__EXERCISE PROMPT__: Format the entries below as a numbered list, from the line with "In the photo above, where can the orange shirt" up to and including the line with "[1134, 303]", and leave out any blank lines.

Entries from a data source
_____
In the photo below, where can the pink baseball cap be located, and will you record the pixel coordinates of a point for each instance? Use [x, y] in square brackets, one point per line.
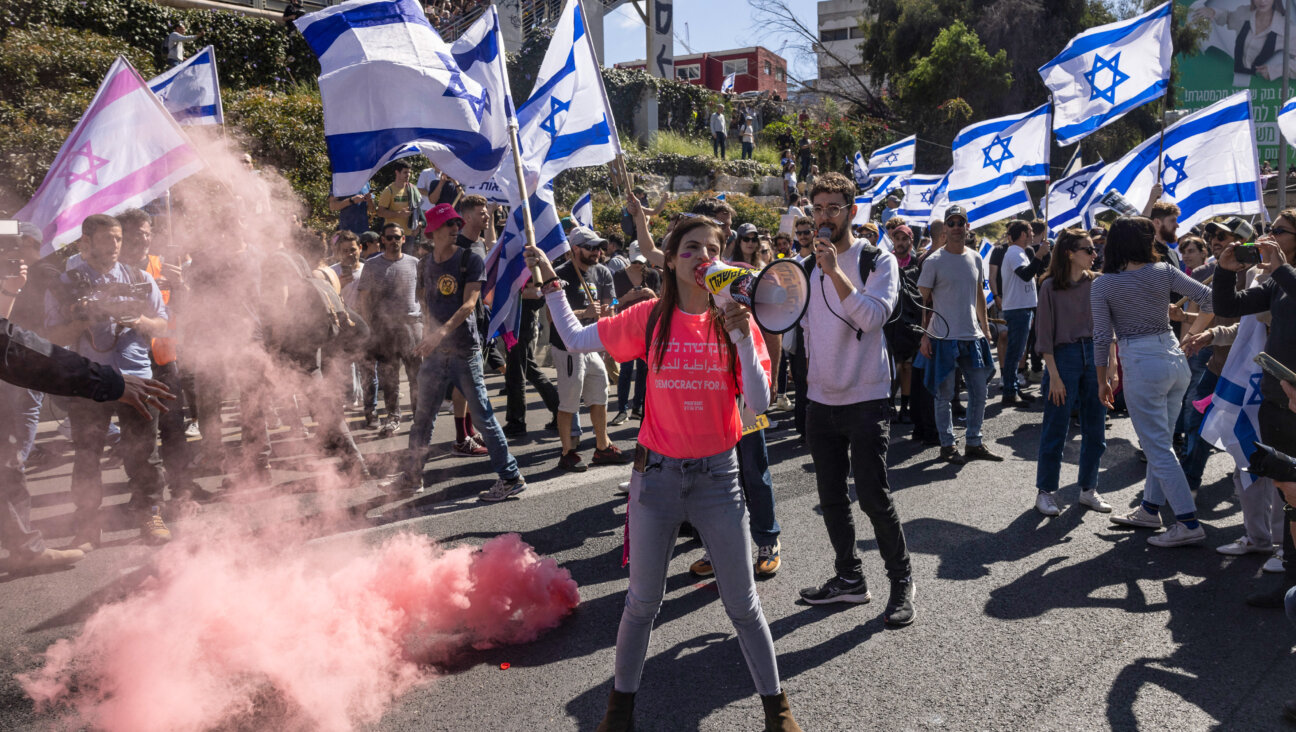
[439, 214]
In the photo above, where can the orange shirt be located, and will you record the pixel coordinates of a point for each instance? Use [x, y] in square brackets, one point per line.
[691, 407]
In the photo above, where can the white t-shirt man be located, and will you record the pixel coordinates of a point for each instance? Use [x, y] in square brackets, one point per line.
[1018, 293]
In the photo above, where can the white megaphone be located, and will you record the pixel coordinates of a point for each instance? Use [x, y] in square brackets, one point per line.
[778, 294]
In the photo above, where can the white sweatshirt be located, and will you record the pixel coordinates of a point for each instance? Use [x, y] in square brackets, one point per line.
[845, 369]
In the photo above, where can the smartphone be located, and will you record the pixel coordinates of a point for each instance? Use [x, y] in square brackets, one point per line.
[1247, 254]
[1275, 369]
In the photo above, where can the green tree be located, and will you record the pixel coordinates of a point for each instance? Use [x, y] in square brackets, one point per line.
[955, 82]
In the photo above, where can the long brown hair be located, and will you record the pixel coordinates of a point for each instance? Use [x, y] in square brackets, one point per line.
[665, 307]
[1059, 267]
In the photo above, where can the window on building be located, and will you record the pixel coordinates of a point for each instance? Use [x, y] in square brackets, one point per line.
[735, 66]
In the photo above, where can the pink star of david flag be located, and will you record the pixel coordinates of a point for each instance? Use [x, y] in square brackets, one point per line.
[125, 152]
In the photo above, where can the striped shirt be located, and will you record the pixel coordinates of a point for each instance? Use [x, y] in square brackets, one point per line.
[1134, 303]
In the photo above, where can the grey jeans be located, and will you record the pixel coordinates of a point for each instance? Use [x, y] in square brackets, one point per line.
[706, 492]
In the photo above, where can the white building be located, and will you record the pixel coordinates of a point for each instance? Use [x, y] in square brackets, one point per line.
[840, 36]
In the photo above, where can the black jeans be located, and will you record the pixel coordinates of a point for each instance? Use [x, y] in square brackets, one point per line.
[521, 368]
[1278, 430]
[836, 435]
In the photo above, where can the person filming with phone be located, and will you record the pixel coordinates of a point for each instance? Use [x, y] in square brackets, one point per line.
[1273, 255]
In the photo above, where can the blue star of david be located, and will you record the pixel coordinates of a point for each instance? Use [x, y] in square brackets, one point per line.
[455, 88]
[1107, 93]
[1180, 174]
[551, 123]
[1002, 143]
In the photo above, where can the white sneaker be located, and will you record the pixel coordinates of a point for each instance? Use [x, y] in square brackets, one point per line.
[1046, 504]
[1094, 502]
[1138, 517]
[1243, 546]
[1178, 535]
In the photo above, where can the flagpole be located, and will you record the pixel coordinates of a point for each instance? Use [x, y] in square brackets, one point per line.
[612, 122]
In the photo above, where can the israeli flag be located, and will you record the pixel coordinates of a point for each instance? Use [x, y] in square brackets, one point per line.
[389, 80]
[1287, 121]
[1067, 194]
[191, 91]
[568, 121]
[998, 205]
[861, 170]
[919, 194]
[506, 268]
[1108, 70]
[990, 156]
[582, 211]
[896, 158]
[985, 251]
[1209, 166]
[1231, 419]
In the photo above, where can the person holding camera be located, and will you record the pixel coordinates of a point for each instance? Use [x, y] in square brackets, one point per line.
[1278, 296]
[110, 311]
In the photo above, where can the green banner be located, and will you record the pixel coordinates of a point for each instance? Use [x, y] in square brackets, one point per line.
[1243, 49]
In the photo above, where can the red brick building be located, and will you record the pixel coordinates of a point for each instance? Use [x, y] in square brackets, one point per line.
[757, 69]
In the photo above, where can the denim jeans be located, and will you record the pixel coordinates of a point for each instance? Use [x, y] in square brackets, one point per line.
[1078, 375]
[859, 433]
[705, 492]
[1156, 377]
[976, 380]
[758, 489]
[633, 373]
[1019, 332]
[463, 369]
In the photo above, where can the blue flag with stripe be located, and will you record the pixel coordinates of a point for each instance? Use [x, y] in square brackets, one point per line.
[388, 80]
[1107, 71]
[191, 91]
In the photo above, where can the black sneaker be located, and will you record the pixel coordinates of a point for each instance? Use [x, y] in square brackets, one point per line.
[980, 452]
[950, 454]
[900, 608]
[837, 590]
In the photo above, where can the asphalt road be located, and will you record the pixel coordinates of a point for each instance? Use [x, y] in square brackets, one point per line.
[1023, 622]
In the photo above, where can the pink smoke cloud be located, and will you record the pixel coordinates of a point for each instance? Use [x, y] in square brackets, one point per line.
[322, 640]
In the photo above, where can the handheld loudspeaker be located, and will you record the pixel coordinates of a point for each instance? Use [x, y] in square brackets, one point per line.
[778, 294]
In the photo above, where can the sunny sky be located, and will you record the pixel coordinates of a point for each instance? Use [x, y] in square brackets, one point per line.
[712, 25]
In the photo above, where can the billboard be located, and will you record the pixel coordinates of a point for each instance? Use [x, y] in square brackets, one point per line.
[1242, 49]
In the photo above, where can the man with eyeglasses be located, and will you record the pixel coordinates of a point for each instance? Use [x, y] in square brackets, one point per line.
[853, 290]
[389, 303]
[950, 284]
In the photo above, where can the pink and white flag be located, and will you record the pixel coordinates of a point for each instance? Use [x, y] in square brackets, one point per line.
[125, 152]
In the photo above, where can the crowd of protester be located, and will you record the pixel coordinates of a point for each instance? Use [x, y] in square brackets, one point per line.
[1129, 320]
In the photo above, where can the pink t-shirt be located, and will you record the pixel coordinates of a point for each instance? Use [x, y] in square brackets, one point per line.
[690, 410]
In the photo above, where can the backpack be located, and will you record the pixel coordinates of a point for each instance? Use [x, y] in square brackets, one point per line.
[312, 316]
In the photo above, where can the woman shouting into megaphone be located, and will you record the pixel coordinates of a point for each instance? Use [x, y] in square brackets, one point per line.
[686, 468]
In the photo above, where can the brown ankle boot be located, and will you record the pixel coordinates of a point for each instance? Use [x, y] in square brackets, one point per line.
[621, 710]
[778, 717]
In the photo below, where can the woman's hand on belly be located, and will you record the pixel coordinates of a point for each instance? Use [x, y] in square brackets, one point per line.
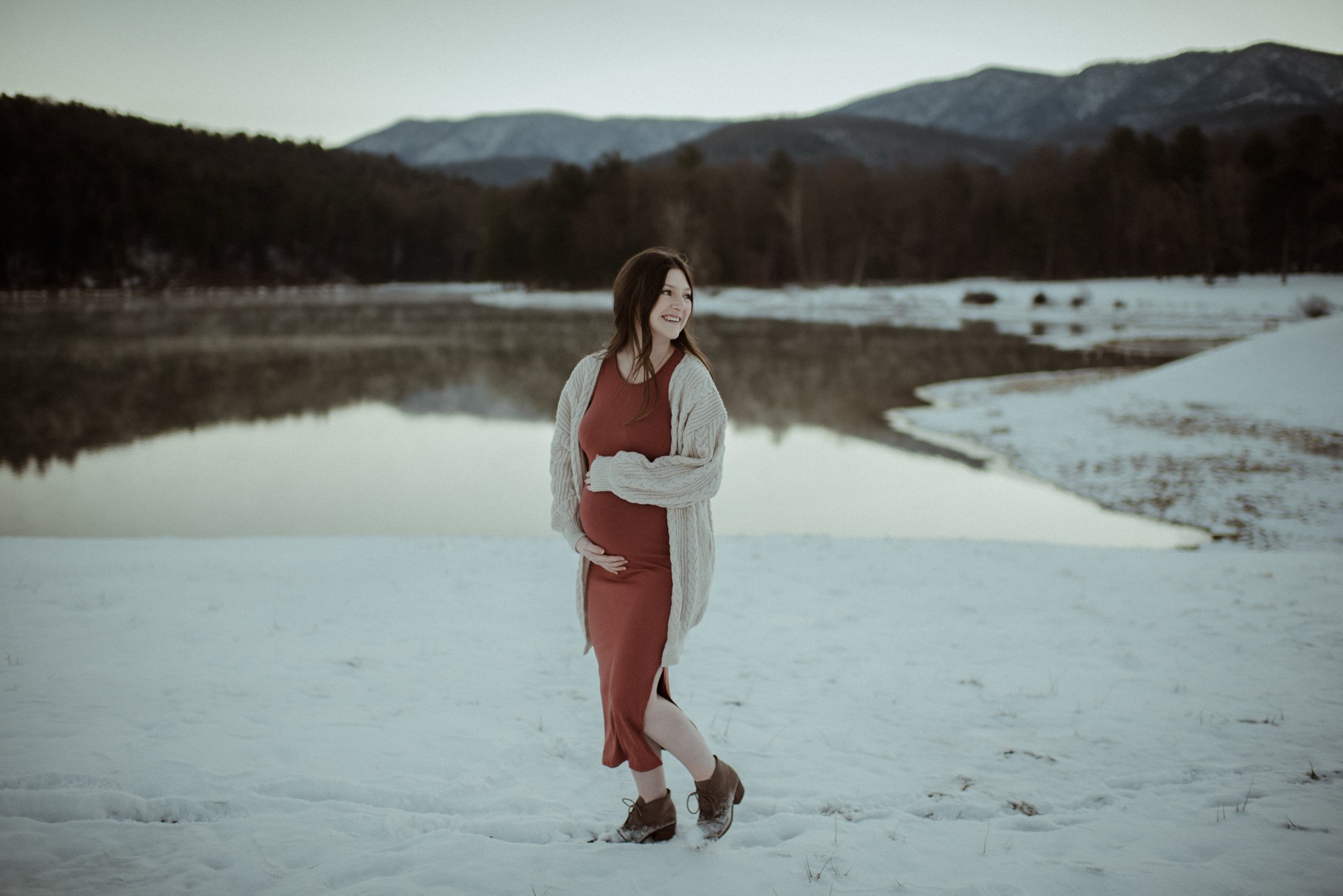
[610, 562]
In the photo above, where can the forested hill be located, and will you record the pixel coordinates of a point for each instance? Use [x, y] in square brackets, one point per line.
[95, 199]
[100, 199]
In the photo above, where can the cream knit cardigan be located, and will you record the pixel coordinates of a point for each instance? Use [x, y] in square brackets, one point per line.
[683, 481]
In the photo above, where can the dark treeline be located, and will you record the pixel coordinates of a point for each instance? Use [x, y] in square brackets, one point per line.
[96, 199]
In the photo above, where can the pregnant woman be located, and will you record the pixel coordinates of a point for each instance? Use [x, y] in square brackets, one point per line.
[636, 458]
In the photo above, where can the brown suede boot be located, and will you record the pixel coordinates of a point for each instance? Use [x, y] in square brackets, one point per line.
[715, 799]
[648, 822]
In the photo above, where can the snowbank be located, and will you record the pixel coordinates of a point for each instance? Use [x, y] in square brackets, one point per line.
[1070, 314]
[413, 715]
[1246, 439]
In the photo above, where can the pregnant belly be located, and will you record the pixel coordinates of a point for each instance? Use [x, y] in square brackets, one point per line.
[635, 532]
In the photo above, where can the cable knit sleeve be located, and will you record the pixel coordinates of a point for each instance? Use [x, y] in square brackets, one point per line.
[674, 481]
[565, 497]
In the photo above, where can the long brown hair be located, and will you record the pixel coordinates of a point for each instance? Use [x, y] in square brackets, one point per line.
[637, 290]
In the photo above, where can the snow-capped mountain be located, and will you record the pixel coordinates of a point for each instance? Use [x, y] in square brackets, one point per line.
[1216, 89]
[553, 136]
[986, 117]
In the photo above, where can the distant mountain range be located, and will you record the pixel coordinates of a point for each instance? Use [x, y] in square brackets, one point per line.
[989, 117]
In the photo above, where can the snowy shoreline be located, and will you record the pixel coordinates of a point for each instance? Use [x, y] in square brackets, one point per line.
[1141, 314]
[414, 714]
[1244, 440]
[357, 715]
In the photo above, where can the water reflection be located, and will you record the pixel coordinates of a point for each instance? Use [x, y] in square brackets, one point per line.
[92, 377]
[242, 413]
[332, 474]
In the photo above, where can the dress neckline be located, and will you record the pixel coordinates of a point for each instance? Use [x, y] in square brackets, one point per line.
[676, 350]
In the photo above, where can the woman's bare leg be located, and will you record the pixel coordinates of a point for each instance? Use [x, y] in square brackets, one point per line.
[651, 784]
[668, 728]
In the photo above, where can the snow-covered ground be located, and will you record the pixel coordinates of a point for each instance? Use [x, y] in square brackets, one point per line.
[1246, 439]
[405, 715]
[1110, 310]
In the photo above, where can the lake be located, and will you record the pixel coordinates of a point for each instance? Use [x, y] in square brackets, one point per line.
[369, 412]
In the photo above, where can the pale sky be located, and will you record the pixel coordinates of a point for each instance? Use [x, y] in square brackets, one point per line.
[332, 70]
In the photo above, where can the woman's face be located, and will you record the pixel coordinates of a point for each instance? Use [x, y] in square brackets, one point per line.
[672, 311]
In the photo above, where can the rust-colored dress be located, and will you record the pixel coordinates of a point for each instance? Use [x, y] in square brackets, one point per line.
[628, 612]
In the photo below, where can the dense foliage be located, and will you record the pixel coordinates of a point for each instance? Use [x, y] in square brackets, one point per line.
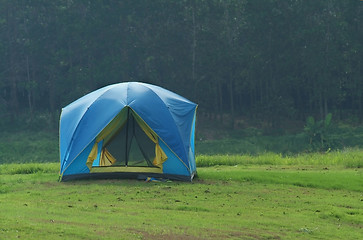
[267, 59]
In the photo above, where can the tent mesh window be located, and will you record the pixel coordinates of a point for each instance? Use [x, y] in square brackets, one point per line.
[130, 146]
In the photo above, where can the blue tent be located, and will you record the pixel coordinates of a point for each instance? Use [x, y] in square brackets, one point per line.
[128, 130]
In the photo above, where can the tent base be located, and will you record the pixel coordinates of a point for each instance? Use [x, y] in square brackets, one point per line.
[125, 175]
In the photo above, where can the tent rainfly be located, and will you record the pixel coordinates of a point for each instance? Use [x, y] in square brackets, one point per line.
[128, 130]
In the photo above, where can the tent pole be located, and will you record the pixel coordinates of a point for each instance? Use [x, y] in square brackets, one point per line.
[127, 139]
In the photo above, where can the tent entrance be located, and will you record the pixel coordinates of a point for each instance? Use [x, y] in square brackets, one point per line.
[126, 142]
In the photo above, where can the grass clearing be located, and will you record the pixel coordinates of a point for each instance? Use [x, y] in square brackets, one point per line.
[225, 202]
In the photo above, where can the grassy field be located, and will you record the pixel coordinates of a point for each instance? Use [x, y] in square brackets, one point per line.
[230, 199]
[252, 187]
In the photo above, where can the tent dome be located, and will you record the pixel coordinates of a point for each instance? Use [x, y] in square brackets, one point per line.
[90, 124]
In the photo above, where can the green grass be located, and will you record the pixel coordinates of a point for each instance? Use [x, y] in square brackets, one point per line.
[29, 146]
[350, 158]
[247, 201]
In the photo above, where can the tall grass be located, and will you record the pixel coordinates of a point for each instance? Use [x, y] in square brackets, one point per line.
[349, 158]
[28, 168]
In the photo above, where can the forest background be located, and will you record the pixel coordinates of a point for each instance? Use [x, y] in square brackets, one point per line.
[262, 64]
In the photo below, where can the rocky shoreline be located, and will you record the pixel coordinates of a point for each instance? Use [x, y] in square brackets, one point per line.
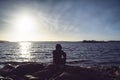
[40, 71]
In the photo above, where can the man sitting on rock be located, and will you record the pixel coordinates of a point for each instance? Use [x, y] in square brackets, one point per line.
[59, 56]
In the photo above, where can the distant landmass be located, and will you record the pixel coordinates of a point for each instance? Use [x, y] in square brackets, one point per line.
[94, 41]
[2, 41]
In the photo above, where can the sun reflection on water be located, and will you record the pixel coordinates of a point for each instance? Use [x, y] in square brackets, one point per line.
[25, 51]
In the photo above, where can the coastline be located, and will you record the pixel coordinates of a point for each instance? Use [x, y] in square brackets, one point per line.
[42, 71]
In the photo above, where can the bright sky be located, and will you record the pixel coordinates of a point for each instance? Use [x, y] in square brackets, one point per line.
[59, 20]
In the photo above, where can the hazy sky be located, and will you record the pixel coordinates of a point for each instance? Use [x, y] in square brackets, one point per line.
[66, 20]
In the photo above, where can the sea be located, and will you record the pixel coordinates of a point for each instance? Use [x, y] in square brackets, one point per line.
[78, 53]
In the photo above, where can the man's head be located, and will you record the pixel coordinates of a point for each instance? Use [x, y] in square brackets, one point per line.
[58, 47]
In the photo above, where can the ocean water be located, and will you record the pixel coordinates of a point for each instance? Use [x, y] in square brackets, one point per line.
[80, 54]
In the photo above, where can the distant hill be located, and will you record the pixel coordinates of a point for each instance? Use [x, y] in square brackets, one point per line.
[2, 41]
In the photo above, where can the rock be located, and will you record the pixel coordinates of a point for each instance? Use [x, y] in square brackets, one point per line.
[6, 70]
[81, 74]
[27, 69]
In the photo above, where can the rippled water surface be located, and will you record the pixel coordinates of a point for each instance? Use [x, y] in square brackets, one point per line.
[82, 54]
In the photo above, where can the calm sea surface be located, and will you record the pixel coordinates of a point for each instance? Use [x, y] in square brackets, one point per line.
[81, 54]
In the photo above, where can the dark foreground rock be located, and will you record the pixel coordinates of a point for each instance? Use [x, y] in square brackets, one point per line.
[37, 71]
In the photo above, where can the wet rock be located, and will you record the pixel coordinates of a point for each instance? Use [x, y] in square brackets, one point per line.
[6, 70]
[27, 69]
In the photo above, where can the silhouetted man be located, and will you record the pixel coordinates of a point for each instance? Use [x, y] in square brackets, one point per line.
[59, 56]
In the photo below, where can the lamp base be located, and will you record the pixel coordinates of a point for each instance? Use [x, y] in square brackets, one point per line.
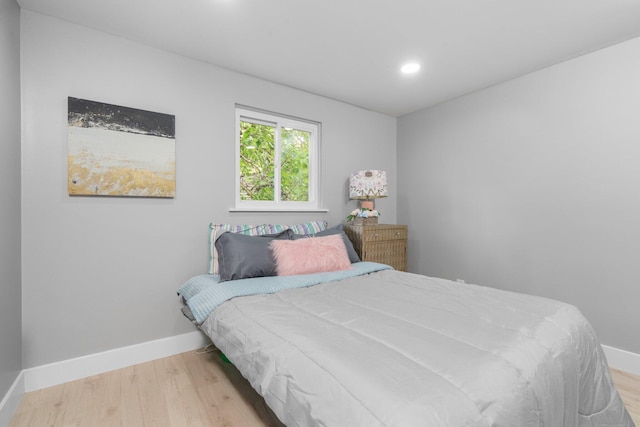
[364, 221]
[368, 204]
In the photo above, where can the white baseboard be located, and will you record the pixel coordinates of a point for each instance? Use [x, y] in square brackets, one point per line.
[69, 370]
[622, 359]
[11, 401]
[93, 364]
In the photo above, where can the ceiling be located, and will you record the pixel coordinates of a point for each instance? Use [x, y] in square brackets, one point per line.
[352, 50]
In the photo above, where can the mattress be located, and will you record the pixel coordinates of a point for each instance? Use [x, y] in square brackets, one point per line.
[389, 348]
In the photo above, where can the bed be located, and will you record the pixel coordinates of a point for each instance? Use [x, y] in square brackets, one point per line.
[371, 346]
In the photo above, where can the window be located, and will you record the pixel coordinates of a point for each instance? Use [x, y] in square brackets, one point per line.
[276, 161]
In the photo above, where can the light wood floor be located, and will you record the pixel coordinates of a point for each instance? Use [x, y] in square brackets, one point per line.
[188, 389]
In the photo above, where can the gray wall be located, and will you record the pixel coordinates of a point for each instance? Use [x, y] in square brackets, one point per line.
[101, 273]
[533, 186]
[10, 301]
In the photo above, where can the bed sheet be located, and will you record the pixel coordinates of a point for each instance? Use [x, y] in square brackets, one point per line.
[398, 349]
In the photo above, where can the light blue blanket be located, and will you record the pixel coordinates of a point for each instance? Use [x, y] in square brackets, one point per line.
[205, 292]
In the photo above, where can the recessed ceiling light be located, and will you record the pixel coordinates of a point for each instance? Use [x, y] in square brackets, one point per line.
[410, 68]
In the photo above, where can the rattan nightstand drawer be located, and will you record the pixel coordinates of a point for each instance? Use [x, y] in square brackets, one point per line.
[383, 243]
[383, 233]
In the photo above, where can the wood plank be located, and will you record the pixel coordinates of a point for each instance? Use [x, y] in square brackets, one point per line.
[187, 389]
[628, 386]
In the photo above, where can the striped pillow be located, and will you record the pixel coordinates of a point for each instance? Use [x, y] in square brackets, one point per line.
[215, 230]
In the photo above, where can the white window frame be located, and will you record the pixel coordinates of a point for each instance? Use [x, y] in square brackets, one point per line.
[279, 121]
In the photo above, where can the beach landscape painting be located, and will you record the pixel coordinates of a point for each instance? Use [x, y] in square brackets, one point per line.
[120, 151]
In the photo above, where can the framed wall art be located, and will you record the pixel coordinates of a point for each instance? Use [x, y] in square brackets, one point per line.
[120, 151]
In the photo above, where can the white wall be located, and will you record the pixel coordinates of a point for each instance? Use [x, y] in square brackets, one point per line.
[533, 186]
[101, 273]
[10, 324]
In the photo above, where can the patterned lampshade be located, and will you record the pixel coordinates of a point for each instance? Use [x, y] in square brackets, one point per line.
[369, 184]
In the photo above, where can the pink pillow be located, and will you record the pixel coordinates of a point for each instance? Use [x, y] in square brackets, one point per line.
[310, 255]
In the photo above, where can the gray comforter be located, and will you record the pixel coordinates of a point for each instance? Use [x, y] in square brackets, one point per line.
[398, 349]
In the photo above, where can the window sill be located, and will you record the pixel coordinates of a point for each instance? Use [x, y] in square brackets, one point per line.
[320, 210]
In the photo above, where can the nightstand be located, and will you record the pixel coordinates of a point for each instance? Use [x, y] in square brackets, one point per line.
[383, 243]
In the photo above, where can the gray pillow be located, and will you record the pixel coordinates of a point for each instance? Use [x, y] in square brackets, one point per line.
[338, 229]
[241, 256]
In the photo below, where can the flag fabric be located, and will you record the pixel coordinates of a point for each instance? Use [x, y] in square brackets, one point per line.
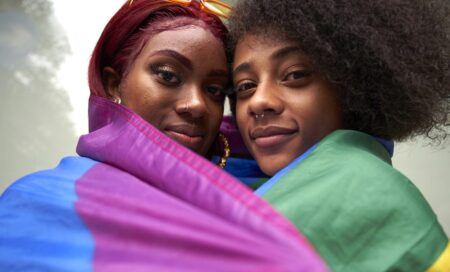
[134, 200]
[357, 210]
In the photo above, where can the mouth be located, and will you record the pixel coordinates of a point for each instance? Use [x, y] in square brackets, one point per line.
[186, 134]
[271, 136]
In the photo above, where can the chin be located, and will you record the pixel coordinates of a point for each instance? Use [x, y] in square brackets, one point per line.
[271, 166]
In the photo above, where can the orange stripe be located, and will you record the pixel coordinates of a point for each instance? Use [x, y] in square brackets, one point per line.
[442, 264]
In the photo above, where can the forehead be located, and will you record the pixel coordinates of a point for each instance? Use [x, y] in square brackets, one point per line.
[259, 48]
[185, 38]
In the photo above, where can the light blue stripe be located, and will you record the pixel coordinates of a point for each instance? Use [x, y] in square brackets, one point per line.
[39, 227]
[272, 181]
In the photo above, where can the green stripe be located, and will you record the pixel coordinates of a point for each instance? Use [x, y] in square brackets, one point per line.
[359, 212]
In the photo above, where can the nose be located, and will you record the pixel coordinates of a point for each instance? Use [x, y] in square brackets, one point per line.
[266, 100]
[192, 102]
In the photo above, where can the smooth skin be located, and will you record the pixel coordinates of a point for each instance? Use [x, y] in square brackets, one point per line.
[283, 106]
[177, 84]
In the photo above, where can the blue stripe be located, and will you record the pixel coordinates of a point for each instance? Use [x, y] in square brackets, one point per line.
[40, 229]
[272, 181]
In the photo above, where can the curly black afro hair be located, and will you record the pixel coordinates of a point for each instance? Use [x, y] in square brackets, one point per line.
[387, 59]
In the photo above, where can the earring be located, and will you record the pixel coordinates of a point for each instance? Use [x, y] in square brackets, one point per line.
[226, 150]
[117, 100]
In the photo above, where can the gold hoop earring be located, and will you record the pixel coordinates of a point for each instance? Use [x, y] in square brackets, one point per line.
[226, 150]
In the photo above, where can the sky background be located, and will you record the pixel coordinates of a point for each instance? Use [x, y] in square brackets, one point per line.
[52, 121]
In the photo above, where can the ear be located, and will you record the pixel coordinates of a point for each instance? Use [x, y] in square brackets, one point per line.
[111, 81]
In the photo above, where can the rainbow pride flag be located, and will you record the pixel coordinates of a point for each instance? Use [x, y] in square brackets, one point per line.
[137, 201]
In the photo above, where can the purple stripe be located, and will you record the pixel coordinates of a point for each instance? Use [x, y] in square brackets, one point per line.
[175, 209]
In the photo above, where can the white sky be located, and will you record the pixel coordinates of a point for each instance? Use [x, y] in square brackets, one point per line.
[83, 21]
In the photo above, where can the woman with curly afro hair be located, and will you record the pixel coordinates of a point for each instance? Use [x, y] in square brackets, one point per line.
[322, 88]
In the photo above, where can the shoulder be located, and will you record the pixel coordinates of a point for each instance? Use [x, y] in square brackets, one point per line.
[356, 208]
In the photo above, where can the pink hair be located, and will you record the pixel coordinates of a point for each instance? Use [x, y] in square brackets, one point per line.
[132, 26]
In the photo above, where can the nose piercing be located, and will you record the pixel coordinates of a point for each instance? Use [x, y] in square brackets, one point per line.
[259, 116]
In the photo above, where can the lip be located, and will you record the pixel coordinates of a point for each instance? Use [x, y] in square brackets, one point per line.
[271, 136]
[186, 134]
_____
__THE RESPONSE__:
1. In the photo above, where can the orange shirt be located, and will you record the pixel coordinates of a point for each instance? Use [x, y] in square brackets, one point per line.
2. [691, 407]
3. In the photo above, where can the white t-shirt man be located, and will you record the pixel coordinates of a point for each instance? Use [x, y] in square brackets, one point per line.
4. [1018, 293]
5. In the photo above, where can the white megaphone be located, and will you record the pixel coordinates of a point for each instance? Use [x, y] in square brackets, one point per line.
6. [778, 294]
7. In the photo above, where can the white sweatshirt be located, and will you record the pixel coordinates of a point for each instance? Use [x, y] in square brackets, one point per line.
8. [845, 369]
9. In the photo above, where can the smartphone be located, and will you record the pixel coordinates of a point for each instance? Use [x, y] in square brackets, one point per line.
10. [1247, 254]
11. [1275, 369]
12. In the photo above, where can the green tree be located, and will you record the pixel coordinates of a point for each instance? Use [x, y] in square brackets, one point per line.
13. [955, 82]
14. In the photo above, where can the long brown hair be located, and will you record the pixel coordinates of a point for each instance? Use [x, y] in square brackets, one point per line.
15. [665, 307]
16. [1059, 267]
17. In the photo above, where can the window on building be located, and will you record the pixel coordinates of a point for each instance? Use [x, y] in square brackets, one point per line.
18. [735, 66]
19. In the photo above, where can the pink star of david flag be located, and will you record the pixel coordinates of a point for each instance? Use [x, y] in square brackets, one point per line.
20. [125, 152]
21. In the photo above, where can the striped shirt be located, and will you record the pixel coordinates of a point for each instance? Use [x, y] in square brackets, one point per line.
22. [1134, 303]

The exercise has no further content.